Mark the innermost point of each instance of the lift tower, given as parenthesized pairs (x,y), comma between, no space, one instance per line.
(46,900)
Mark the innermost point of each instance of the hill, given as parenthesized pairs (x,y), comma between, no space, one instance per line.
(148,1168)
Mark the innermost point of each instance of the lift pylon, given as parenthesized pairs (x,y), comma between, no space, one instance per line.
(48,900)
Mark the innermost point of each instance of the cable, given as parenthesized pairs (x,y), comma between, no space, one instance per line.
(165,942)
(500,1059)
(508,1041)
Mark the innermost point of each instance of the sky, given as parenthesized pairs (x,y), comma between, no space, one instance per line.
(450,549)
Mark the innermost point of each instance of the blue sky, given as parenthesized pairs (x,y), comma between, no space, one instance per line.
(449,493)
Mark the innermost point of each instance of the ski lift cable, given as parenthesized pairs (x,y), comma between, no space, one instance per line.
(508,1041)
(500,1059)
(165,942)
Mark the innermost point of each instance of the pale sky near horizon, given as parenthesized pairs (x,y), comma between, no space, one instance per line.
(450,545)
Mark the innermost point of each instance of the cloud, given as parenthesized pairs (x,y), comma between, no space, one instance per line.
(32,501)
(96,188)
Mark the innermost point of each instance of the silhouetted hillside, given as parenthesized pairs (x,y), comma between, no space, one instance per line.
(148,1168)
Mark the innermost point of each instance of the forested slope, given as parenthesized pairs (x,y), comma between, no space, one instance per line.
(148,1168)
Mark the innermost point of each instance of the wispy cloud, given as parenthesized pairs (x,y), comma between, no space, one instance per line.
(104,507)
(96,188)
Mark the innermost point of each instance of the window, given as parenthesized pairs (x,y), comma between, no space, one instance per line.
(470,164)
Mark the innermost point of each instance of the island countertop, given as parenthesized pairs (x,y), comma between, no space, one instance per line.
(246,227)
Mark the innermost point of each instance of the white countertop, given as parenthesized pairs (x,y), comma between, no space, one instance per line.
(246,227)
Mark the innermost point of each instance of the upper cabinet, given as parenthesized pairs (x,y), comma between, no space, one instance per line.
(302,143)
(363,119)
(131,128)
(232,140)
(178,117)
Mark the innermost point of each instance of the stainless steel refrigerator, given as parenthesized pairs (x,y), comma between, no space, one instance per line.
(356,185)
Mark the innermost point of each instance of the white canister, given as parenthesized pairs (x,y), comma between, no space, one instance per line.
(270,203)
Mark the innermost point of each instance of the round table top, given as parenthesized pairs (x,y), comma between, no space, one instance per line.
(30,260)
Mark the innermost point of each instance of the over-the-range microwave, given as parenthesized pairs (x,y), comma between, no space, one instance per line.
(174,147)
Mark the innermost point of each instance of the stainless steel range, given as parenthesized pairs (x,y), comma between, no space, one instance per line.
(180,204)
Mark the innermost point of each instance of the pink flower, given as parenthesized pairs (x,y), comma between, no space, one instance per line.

-*-

__Exercise instructions__. Could you retype all of the material word for word?

__Solution to the exercise__.
Mark the innermost point of each instance of the lift tower, given as parenthesized pairs (x,y), comma between, no space, one instance per line.
(46,900)
Mark the innermost point of each instance of the hill, given as parenthesized pairs (x,y), comma between, no space, one instance per line.
(148,1168)
Mark the innermost point of each instance of the lift pylon, given as parenthesized pairs (x,y), comma between, no space, one instance per line.
(48,900)
Mark the innermost point of each instance of the cable, given as parenthesized pairs (x,y), comma between, no space, one instance per line.
(165,942)
(500,1059)
(508,1041)
Mark the innermost point of each instance of the sky, given as parenthesized pairs (x,y), comma between, no space, one instance per line.
(450,549)
Mark the innermost point of each instance of the blue sky, given as parenthesized pairs (x,y), comma between, no space, one instance per line.
(449,493)
Mark the innermost point of each instance of the ski lift cable, given as parenthesized pairs (x,y), comma between, no space, one instance per line.
(508,1041)
(500,1059)
(165,942)
Mark the innermost point of each instance of the pale sky near horizon, given as parenthesized pairs (x,y), comma between, no space, one instance per line.
(450,545)
Mark the innermost point of each instance of the cloud, given as parenthesized pairs (x,y), comma between, no space, one instance per line.
(32,501)
(96,188)
Mark the innermost point of each instance of the silhouetted hillside, given as parenthesized pairs (x,y), comma between, no space, one instance per line.
(148,1168)
Mark the innermost point of each instance of the forested slope, given as parenthesized pairs (x,y), comma between, no space, one instance per line.
(148,1168)
Mark the innermost point of each instance of the wispy cloud, given as parenthesized pairs (x,y), comma between, no space, one instance per line.
(104,507)
(96,188)
Mark the innermost point of each instance of the window, given as parenthesized pairs (x,y), comma between, no space, one instance per line.
(470,164)
Mark the innermost point of each instance of the island countertop, given as parenthesized pairs (x,y), comma between, no space, one instance per line.
(246,227)
Mark the innermost point of each instance of the white countertop, given as parenthesized pairs (x,y), comma between, no space, one instance per line.
(246,227)
Mark the innermost point of each instance of the upper cabinet, given as parenthesized pairs (x,y), comma between, no space, one instance per line.
(302,143)
(363,119)
(131,128)
(232,140)
(178,117)
Mark the innermost point of each instance of the stainless steel refrigerator, given as parenthesized pairs (x,y), comma between, no space, one instance per line.
(356,185)
Mark the innermost point of each instance of the white canister, given as parenthesized pairs (x,y), comma between, no space, one instance per line.
(270,203)
Mark the innermost point of each instance of the round table top, given as parenthesized pairs (x,y), comma between, no space, one instance per line.
(30,260)
Mark the innermost point of each instance of the over-the-range microwave, given as parenthesized pairs (x,y), comma between, no space, one instance per line.
(174,147)
Mark the innermost point of each instance of the stainless steel range, given as parenthesized pairs (x,y), comma between, no space, one instance per line.
(180,204)
Mark the innermost point of each instance of the pink flower, given as parenthesized pairs (x,y), comma between, no space, one instance per line.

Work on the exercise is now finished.